• Provided passage:
•••••

The pound moved higher versus the dollar on Friday closing up 0.2% at US$1.2636. Yet despite the higher close, the pound still finished 0.6% lower versus the dollar for the week. That was the fourth straight week that the pound has lost ground versus the dollar. The pound was edging higher versus the dollar in early trade on Monday.
|What do these figures mean?|
|When measuring the value of a pair of currencies, one set equals 1 unit and the other shows the current equivalent. As the market moves, the amount will vary from minute to minute.For example, it could be written:1 GBP = 1.28934 USDHere, £1 is equivalent to approximately $1.29. This specifically measures the pound’s worth against the dollar. If the US dollar amount increases in this pairing, it’s positive for the pound. Or, if you were looking at it the other way around:1 USD = 0.77786 GBPIn this example, $1 is equivalent to approximately £0.78. This measures the US dollar’s worth versus the British pound. If the sterling number gets larger, it’s good news for the dollar.|
Demand for the pound declined in May as the political picture grew increasingly unstable and as concerns over a no deal Brexit increased. UK Prime Minister Theresa May resigned, the Brexit Party was the best performing UK party in the European Parliamentary elections and the possibility of a pro-Brexit candidate taking over from Theresa May increased. Should a pro-Brexit candidate win the Tory leadership battle, the possibility of a no deal Brexit would increase significantly. Economists have frequently warned that a no deal Brexit would be the most damaging type of Brexit for the UK economy and therefore the pound.
|Why is a “soft” Brexit better for sterling than a “hard” Brexit?|
|A soft Brexit implies anything less than UK’s complete withdrawal from the EU. For example, it could mean the UK retains some form of membership to the European Union single market in exchange for some free movement of people, i.e. immigration. This is considered more positive than a “hard” Brexit, which is a full severance from the EU. The reason “soft” is considered more pound-friendly is because the economic impact would be lower. If there is less negative impact on the economy, foreign investors will continue to invest in the UK. As investment requires local currency, this increased demand for the pound then boosts its value.|
Today investors will continue to watch developments in Westminster. There are now 13 candidates putting themselves forward for the position of Conservative leader and British prime minister. With so many candidates, the leadership race could bring further chaos to the Conservative party.
Investors will be watching UK manufacturing pmi data. Analysts are expecting data to show that the UK manufacturing sector slowed again in May. The slight slowing of momentum in the economy shows that Brexit continues to hamper the UK economy.

•••••

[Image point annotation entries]
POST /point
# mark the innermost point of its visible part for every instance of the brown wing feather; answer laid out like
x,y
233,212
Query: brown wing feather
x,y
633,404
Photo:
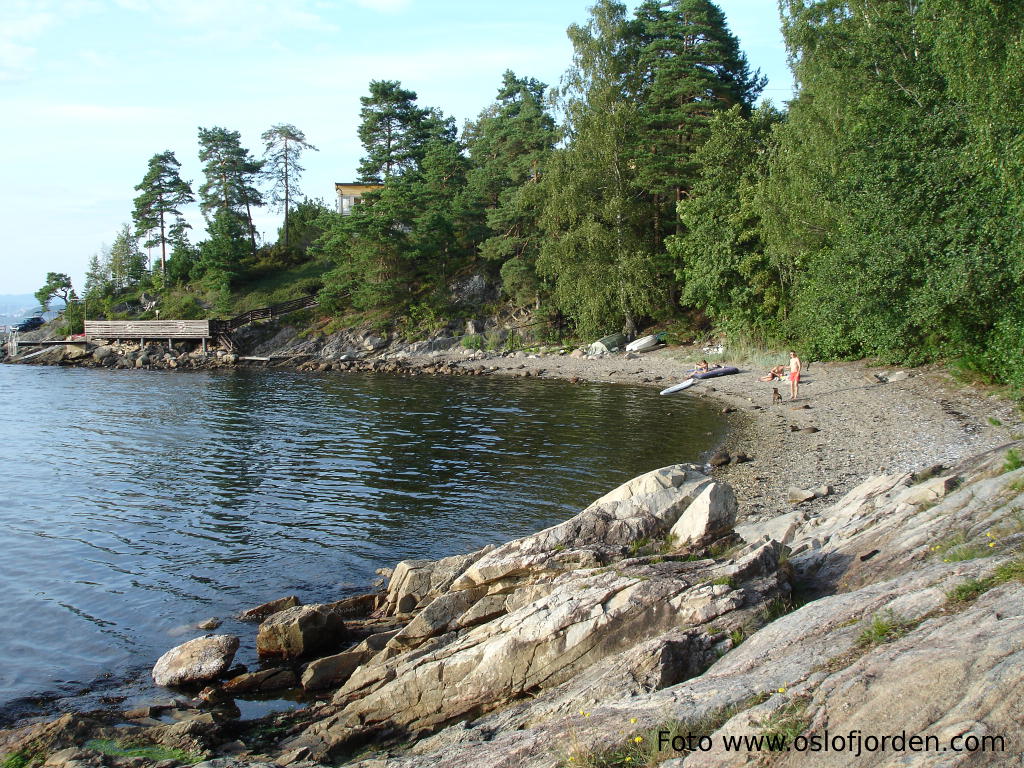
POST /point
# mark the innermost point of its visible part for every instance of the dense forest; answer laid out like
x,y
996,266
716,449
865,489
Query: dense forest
x,y
877,214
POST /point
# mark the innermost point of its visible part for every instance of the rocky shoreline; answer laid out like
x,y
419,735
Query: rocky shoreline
x,y
852,420
677,596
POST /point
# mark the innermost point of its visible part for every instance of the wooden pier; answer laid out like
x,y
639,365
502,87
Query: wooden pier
x,y
154,330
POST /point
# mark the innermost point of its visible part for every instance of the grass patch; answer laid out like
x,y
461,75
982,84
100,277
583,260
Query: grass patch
x,y
17,759
974,588
776,608
641,748
638,545
783,725
960,548
1013,461
156,754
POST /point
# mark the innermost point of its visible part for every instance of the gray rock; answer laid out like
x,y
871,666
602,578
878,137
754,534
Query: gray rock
x,y
799,496
264,680
301,631
333,671
720,459
712,514
780,528
197,660
262,611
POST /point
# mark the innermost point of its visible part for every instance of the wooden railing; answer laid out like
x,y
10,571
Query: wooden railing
x,y
275,310
208,329
148,329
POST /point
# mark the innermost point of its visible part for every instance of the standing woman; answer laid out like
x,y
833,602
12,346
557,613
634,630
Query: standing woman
x,y
795,367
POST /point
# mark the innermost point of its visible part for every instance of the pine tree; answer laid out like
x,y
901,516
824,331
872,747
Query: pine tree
x,y
159,205
284,146
230,174
690,69
97,276
394,131
509,144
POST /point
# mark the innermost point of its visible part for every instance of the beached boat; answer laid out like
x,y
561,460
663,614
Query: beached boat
x,y
643,344
679,387
715,372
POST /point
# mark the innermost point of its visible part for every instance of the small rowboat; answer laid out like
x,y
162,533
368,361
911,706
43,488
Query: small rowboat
x,y
643,344
679,387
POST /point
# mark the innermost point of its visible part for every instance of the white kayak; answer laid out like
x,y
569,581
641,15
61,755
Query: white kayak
x,y
642,345
679,387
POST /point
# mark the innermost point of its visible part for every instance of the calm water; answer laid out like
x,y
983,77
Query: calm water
x,y
139,502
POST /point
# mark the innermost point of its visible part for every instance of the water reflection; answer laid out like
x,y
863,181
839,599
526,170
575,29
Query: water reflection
x,y
143,501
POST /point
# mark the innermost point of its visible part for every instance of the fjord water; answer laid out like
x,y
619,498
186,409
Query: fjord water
x,y
138,503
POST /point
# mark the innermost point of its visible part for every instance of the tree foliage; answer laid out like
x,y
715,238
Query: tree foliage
x,y
509,144
284,145
394,131
158,208
57,285
229,187
596,254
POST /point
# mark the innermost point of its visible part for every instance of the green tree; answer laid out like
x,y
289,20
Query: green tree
x,y
719,251
184,259
221,254
57,285
508,144
230,175
596,216
877,196
97,276
394,131
284,145
371,250
127,262
158,208
441,233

•••••

• Given instruction: Rewrite the stretch of the currency article from "The pound moved" through "trade on Monday.", switching "Friday" to "Thursday".

• Answer for the task:
The pound moved higher versus the dollar on Thursday closing up 0.2% at US$1.2636. Yet despite the higher close, the pound still finished 0.6% lower versus the dollar for the week. That was the fourth straight week that the pound has lost ground versus the dollar. The pound was edging higher versus the dollar in early trade on Monday.